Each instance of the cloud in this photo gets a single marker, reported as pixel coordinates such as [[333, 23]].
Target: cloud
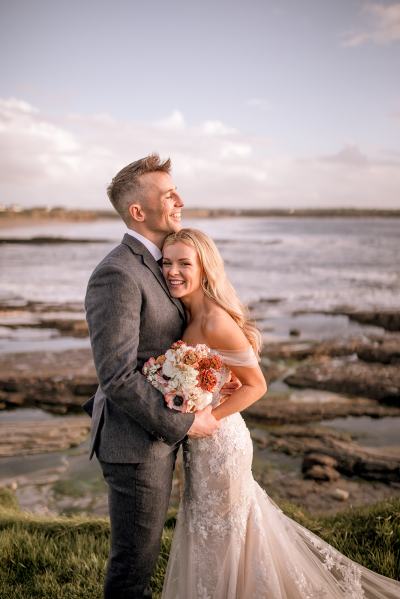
[[383, 26], [70, 161], [258, 103], [174, 121], [217, 128], [350, 155]]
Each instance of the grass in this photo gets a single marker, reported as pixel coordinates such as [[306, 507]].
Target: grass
[[42, 557]]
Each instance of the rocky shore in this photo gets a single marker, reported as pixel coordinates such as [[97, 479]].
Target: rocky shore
[[296, 457]]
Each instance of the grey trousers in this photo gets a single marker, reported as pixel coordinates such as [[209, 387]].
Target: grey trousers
[[138, 500]]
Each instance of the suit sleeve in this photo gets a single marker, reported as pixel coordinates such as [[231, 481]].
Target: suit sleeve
[[113, 306]]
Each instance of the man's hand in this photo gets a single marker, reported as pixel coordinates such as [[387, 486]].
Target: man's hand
[[204, 424], [232, 385]]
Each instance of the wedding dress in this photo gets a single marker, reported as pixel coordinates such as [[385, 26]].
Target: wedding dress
[[232, 541]]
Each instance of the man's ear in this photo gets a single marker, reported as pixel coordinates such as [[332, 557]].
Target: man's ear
[[136, 212]]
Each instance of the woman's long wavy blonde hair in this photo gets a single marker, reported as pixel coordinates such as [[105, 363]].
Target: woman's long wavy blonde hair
[[215, 283]]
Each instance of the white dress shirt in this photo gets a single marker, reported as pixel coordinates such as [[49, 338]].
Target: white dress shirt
[[153, 249]]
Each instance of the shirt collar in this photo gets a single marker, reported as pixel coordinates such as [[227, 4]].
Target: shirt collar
[[153, 249]]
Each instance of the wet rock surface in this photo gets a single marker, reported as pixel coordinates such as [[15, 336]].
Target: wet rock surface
[[54, 381], [374, 380], [28, 438], [326, 453]]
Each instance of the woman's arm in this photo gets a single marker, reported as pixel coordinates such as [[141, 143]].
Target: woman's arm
[[223, 333]]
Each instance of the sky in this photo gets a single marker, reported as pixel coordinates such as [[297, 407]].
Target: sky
[[263, 104]]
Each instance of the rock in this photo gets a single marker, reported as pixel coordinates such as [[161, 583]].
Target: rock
[[56, 434], [385, 350], [294, 332], [275, 410], [377, 381], [323, 473], [320, 459], [55, 381], [387, 319], [340, 494]]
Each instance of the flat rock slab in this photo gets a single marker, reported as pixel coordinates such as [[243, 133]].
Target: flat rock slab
[[374, 380], [60, 379], [348, 457], [33, 437], [283, 411]]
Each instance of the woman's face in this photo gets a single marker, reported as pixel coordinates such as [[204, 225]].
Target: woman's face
[[181, 269]]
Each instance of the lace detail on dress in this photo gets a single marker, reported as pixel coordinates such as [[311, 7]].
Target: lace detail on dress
[[232, 541]]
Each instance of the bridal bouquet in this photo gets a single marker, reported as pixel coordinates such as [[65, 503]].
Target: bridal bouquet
[[188, 376]]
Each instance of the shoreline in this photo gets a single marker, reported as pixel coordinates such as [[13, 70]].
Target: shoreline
[[39, 216]]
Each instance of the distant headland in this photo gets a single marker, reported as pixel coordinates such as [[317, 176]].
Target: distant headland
[[15, 215]]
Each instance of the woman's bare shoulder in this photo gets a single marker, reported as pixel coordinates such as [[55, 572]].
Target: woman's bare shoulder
[[222, 332]]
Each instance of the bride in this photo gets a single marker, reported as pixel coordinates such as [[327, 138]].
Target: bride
[[231, 540]]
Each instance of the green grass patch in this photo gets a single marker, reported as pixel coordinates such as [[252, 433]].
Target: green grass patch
[[44, 558]]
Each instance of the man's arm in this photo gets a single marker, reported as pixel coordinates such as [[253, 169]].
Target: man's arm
[[113, 304]]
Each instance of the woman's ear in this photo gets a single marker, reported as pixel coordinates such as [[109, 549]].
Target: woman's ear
[[136, 212]]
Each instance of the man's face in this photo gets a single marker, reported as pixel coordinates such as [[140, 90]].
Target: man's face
[[162, 206]]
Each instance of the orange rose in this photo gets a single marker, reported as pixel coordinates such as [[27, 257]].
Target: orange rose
[[215, 362], [177, 344], [205, 363], [190, 358], [207, 380]]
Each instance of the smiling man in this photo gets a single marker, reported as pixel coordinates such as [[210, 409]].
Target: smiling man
[[131, 317]]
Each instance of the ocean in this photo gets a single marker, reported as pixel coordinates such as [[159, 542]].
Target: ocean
[[280, 266]]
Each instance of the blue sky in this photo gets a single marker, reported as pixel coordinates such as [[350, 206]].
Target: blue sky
[[264, 104]]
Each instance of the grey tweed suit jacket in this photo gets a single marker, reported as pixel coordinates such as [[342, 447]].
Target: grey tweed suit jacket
[[131, 317]]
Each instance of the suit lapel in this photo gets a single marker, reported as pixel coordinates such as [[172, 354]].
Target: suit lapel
[[149, 261]]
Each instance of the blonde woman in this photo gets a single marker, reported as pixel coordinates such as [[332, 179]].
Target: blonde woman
[[231, 540]]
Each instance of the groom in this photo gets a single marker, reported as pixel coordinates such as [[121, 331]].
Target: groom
[[131, 317]]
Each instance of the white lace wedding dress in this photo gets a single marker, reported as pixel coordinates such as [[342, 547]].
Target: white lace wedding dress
[[232, 541]]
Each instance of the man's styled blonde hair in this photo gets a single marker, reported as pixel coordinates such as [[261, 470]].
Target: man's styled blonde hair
[[215, 282], [125, 188]]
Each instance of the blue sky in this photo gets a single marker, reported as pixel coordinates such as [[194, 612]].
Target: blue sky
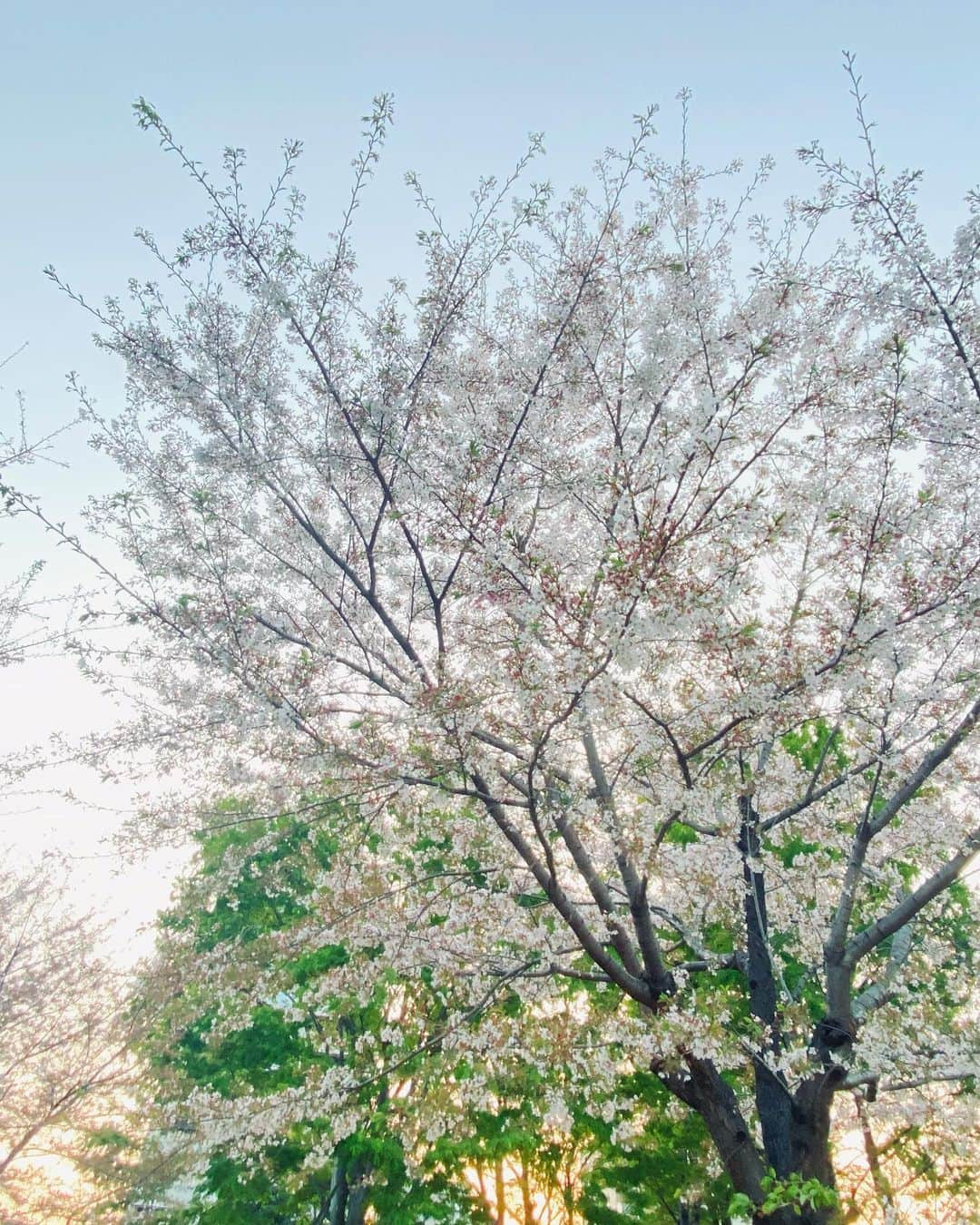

=====

=== Problem statement ===
Please transcribe each entry exactly, but skip any picture it holds.

=== Expected answer ===
Each instance of the cloud in this photo gets a single marker, reported as pixel coordinates such as [[333, 23]].
Target: cloud
[[383, 26], [70, 161], [258, 103], [174, 121], [217, 128], [350, 155]]
Each instance of the grass in this photo gets a single marker, reported as pixel coordinates such as [[306, 507]].
Target: grass
[[42, 557]]
Each instance of the rocky shore in this photo gets a single marker, reported as pixel coordinates such as [[97, 479]].
Target: rocky shore
[[296, 457]]
Each instance of the grey trousers in this photo gets a single marker, reported as pixel coordinates such as [[209, 387]].
Target: grey trousers
[[138, 500]]
Each instance of the suit sleeve in this photo gets a single marker, reported as pixel coordinates such as [[231, 481]].
Target: suit sleeve
[[113, 306]]
Each instance of the man's hand in this photo gets a single marker, reported as pixel coordinates such as [[387, 486]].
Target: man's hand
[[204, 424], [232, 385]]
Each instance of the wedding dress in this photo gets a single marker, reported as pixel coordinates such as [[385, 26]].
Target: wedding dress
[[232, 541]]
Each instance of the man's ear in this photo gets a single marker, reported as pixel coordinates such as [[332, 557]].
Target: man's ear
[[136, 212]]
Each instance of the woman's long wavy blonde hair in this photo gets a single marker, reported as pixel coordinates such as [[105, 363]].
Target: woman's long wavy blonde hair
[[215, 283]]
Each instance of the white dress shirt in this photo gets a single marker, reported as pixel coordinates such as [[49, 338]].
Target: white dress shirt
[[153, 249]]
Each instance of the shirt collar in this photo gets a single marker, reported as pixel coordinates such as [[227, 4]].
Target: shirt collar
[[153, 249]]
Each instance of the wet rock surface in this photo gets a single marker, reported as pixel coordinates such as [[15, 336]].
Target: wet rock surface
[[54, 381], [374, 380], [28, 438], [326, 453]]
Each instance of the woman's arm in this photo gets a single marker, reported as pixel coordinates such as [[141, 143]].
Target: woman's arm
[[223, 333]]
Each instance of the sky in this photo gets a single marker, reported as pixel coordinates such as [[297, 407]].
Target: sky
[[263, 104]]
Each instance of the rock in this photo gets a single marker, reported as pixel coordinates such as [[161, 583]].
Target: rock
[[56, 434], [385, 350], [294, 332], [275, 410], [377, 381], [323, 473], [320, 459], [55, 381], [387, 319], [340, 494]]
Each instance of the flat rock slab in this photo gets a single marker, reported as pixel coordinates such as [[243, 133]].
Target: flat rock slab
[[374, 380], [60, 379], [348, 457], [33, 437], [283, 411]]
Each instance of the woman's face in this photo gets a single marker, reported as pixel coordinates such as [[204, 225]].
Target: woman's face
[[181, 269]]
Each instance of the lace detail on dress in this photo gets a single marker, reported as pixel coordinates such as [[311, 7]].
Target: lace detail on dress
[[232, 541]]
Each instance of the bridal bouquet in this photo gets a single marker, reported as pixel coordinates such as [[65, 503]].
Target: bridal bouquet
[[188, 376]]
Each instance of the shoreline in this photo gets a single marker, reported as pixel coordinates such as [[13, 70]].
Target: shoreline
[[39, 216]]
Each instance of the distant headland in this photo gets a single marker, reported as pixel coordinates such as [[317, 176]].
Target: distant headland
[[15, 215]]
Each instance of the woman's bare shoulder in this photo gets a single marker, reported as pixel coordinates such as [[55, 572]].
Target: woman's bare shoulder
[[222, 332]]
Each instance of the bride in this photo gets a single marker, reported as pixel coordinates such as [[327, 138]].
Target: bride
[[231, 540]]
Each instance of the green grass patch in this photo gets a single marker, reported as pixel coordinates such as [[252, 433]].
Target: green grass patch
[[44, 558]]
Each instance of the man's arm in this photo gets a single marker, reported as pixel coordinates such as [[253, 169]].
Target: man's arm
[[113, 304]]
Each instance of the woman's ear in this photo gets a single marker, reported as pixel coordinates such as [[109, 549]].
Target: woman's ear
[[136, 212]]
Each instance of the man's face in this photo gets a single marker, reported as pixel coordinates such as [[140, 90]].
Target: man's face
[[162, 206]]
Each instance of the orange rose in this photo gets a single marker, reported as pixel coordinates such as [[27, 257]].
Target: orange rose
[[215, 362], [177, 344], [205, 363], [190, 358], [207, 380]]
Each instance of the smiling man in this photo gets a single marker, reported as pixel coordinates such as [[210, 409]].
Target: smiling man
[[131, 317]]
Each instance of the ocean in this photo gets a single marker, reported as pixel coordinates such as [[159, 542]].
Target: ocean
[[280, 266]]
Each instance of the blue sky in this photo gets a single marker, reported as pixel coordinates such as [[350, 206]].
Target: blue sky
[[264, 104]]
Each instance of the grey tweed suit jacket in this photo gets a single marker, reported as pixel coordinates such as [[342, 447]].
Target: grey tweed suit jacket
[[131, 317]]
Each instance of the suit lapel in this photo gets a single marker, reported as pixel coordinates such as [[172, 354]].
Target: suit lapel
[[149, 261]]
Each instance of the blonde woman in this photo gets a single marker, reported as pixel coordinates such as [[332, 179]].
Target: blonde woman
[[231, 540]]
Each instance of the groom in this photo gets a single marker, reported as pixel coordinates such as [[121, 331]].
Target: groom
[[131, 317]]
Each instance of the white lace wedding dress in this photo gets a single marker, reported as pixel coordinates such as [[342, 547]].
Target: white lace wedding dress
[[232, 541]]
Each instance of the man's styled blonde hair in this photo gets a single marker, reported as pixel coordinates such as [[261, 470]].
Target: man's styled blonde hair
[[215, 282], [125, 188]]
Each instance of the blue sky in this photo gets a single marker, reported as pixel coordinates such as [[194, 612]].
Target: blue sky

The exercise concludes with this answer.